Stated problem ▸
Return every entry exactly as written.

Entries supplied ▸
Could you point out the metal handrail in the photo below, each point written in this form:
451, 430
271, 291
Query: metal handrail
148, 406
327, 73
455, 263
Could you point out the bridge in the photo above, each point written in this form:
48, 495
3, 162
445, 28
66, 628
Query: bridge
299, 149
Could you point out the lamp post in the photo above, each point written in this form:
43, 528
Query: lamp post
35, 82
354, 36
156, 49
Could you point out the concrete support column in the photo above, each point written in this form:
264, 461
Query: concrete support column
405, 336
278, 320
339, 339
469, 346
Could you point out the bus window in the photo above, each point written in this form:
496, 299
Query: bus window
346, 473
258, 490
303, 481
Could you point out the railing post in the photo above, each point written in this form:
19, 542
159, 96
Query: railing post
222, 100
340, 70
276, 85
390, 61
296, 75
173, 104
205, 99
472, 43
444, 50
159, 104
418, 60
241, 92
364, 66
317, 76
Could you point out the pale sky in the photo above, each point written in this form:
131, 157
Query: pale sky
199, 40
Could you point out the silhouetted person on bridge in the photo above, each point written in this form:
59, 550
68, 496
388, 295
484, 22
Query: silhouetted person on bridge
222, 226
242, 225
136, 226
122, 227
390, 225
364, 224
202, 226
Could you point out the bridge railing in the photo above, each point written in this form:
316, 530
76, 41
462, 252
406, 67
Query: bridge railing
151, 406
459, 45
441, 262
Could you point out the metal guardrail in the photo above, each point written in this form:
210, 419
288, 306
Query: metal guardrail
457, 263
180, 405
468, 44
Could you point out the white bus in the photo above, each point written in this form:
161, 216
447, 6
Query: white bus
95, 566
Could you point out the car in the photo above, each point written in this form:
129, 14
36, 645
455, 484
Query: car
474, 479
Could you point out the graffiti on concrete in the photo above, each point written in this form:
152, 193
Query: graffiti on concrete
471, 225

Task output ▸
Could you point out the metal handrail in the photo below, each point written in this form:
451, 430
271, 291
Query: metal handrail
148, 406
327, 73
455, 263
Could you point out the bridge in the photo above, each point written in this form:
48, 495
3, 162
445, 28
66, 628
Query: bridge
299, 149
Could you point out the lamp post in the photo above, each point written in this form:
43, 528
Query: lamp post
35, 82
354, 36
156, 49
Could you point out the concrete support column in the photo above, each point written in this form:
264, 461
Query: concrete support column
405, 336
278, 320
339, 339
469, 346
Could you point out the bus window in the photo above, each point written in this form:
496, 299
Query: bus window
346, 473
258, 490
303, 481
Could you point out the railing post in the photo above, each point written in this form:
19, 542
159, 96
Query: railing post
222, 100
340, 70
276, 85
390, 61
296, 75
173, 104
205, 99
472, 43
444, 50
159, 104
418, 60
241, 92
364, 66
317, 76
Could you point out the pale sky in the photo above, each point written in this form:
131, 157
Query: pale sky
199, 40
Could you point out the silhouetted person on bridge in the photo above, each point written in this form:
59, 550
68, 496
388, 295
484, 22
Query: silhouetted person on bridge
222, 226
242, 225
136, 226
122, 227
390, 225
364, 224
202, 226
Could you point out the bridge railing in the photo above, each point written in this form:
316, 530
76, 41
462, 252
406, 67
Query: bridge railing
151, 406
459, 45
441, 262
Could you point out the metal guardrail in the photo above, each point written in this form:
210, 419
288, 306
Query: metal guardrail
457, 263
180, 405
468, 44
Could you point out the white bus in the photo above, each point written in this form:
161, 216
447, 6
Query: white bus
95, 566
Could you point out the car in the photo above, each point written in this form:
129, 14
36, 645
455, 484
Query: car
474, 479
Could you point out the graffiti on concrete in the photo above, each point written in this form:
152, 193
Query: graffiti on concrete
471, 225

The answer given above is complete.